Direction 1> Please show each line of the entries below that contains the word "tree".

Passage shown>
Simple Harmonic Motion of a particle of mass

[Himanshu]

Homework Statement

A particle of mass m is constrained to move along the x-axis. The potential energy is given by, V (x) = a + bx + cx2, where a, b, c are positive constants. If the particle is disturbed slightly from its equilibrium position, then it follows that

(a) it performs simple harmonic motion with period 2pi*Sqrt(m/2c)
(b) it performs simple harmonic motion with period 2pi*Sqrt(ma/2b^2).
(c) it moves with constant velocity
(d) it moves with constant acceleration

Homework Equations

Force=-Gradient of V(x)
F=-(b+2cx)
a=-(b+2cx)/m
T=2pi*Sqrt(Displacement/Acceleration)

The Attempt at a Solution

I cannot proceed further. For an object to perform SHM 'a' should be proportional to -x. But how do I find this proportionality over the sum.

 

[rl.bhat]

Shm

Dimensionally b/m must be an acceleraton. So you can write a + b/m = a' = -2c/m*x. So k becomes 2c/m.

 

[andrevdh]

The potential energy of a SHM oscillator is given by

$$U = 1/2 kx^2$$

it therefore seems that for the given equation the origin is not situated at the equilibrium point of the oscillator. Maybe you should try and shift the reference system and see what you get.

 

[Himanshu]

The potential energy of a SHM oscillator is given by

$$U = 1/2 kx^2$$

it therefore seems that for the given equation the origin is not situated at the equilibrium point of the oscillator. Maybe you should try and shift the reference system and see what you get.

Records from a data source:
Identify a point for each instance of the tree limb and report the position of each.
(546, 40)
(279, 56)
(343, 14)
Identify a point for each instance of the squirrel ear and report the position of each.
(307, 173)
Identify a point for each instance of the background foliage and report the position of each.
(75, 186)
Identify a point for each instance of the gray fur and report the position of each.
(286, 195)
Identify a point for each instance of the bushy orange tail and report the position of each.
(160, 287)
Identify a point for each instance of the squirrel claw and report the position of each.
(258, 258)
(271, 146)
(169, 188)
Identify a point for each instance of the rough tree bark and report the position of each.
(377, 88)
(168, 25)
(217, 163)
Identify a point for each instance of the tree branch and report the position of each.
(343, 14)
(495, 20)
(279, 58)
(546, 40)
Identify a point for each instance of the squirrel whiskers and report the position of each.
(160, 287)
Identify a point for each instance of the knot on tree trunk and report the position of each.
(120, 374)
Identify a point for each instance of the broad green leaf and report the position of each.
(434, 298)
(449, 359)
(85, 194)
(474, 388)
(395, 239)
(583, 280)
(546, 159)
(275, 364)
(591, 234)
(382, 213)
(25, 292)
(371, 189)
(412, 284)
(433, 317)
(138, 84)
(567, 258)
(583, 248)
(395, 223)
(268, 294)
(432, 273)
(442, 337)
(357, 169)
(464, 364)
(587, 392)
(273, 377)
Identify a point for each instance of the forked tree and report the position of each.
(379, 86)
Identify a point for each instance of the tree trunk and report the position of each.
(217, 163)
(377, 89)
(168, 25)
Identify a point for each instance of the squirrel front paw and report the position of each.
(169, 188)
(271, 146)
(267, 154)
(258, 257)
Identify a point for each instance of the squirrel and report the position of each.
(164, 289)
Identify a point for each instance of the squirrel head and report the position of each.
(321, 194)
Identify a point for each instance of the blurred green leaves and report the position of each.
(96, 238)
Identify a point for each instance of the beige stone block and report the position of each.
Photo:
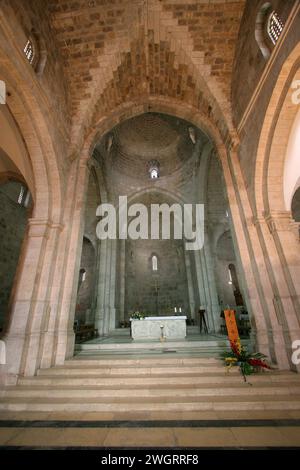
(83, 436)
(37, 437)
(149, 437)
(262, 436)
(6, 434)
(205, 437)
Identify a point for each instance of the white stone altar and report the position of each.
(150, 328)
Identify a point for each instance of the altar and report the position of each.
(149, 328)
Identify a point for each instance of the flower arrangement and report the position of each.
(137, 316)
(247, 362)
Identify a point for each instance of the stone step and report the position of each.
(135, 370)
(177, 405)
(201, 345)
(163, 392)
(145, 361)
(191, 379)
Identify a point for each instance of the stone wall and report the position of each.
(13, 220)
(142, 283)
(86, 287)
(32, 16)
(248, 69)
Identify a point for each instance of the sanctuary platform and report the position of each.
(159, 328)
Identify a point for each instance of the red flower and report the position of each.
(258, 363)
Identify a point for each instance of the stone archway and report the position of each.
(274, 222)
(231, 169)
(37, 163)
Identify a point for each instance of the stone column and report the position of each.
(259, 294)
(122, 272)
(200, 281)
(112, 287)
(212, 288)
(284, 262)
(189, 283)
(100, 307)
(71, 253)
(30, 305)
(48, 325)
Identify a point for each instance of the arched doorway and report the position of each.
(15, 208)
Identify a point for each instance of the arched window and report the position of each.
(82, 275)
(268, 28)
(154, 263)
(29, 51)
(35, 52)
(275, 27)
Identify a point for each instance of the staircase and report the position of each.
(164, 383)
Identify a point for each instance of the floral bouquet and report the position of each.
(137, 316)
(247, 362)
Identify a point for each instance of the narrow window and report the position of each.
(21, 195)
(154, 263)
(29, 51)
(275, 27)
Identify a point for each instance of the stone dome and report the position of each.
(151, 136)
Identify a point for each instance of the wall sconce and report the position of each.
(153, 169)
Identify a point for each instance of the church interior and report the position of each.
(169, 103)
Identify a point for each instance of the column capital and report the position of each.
(41, 227)
(278, 221)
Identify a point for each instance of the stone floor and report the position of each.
(216, 428)
(132, 430)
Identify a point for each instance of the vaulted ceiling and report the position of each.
(117, 51)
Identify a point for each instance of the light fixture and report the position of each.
(192, 134)
(153, 169)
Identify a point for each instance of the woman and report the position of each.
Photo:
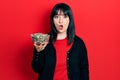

Direction 2> Resume the forum thread on simple harmonic motion above, starting right after its final sentence.

Exercise response 1>
Identify a point for each instance of the tree limb and report the position of each.
Identify a point for each instance of the rough tree bark and report the position of each.
Identify a point for each instance of the tree branch and report the position of each.
Identify a point for each instance of the knot on tree trunk and report the position of each.
Identify a point for each instance of the forked tree and report the position of each.
Identify a point for each instance of the tree trunk and report the position of each.

Exercise response 2>
On Shifting the origin to the vertex of the parabola I get the origin as (-b/2c, (b^2-4ac)/2c^2) with reference to the previous coordinate system. Therefore the abscissa x' in the new coordinate system is (x+b/2c).

On putting this value in the PE equation I get U=1/2 kx'^2=1/2 k(x+b/2c)^2. How do I proceed from here onwards?

 

[rl.bhat]

Take c common from the equation, and write
V = c(a/c + b/c*x + x^2).You can wright this as c(x + alpha)^2 where alpha = b/2c and (alpha)^2 = a^2/c^2.
Now proceed using relevant euqations.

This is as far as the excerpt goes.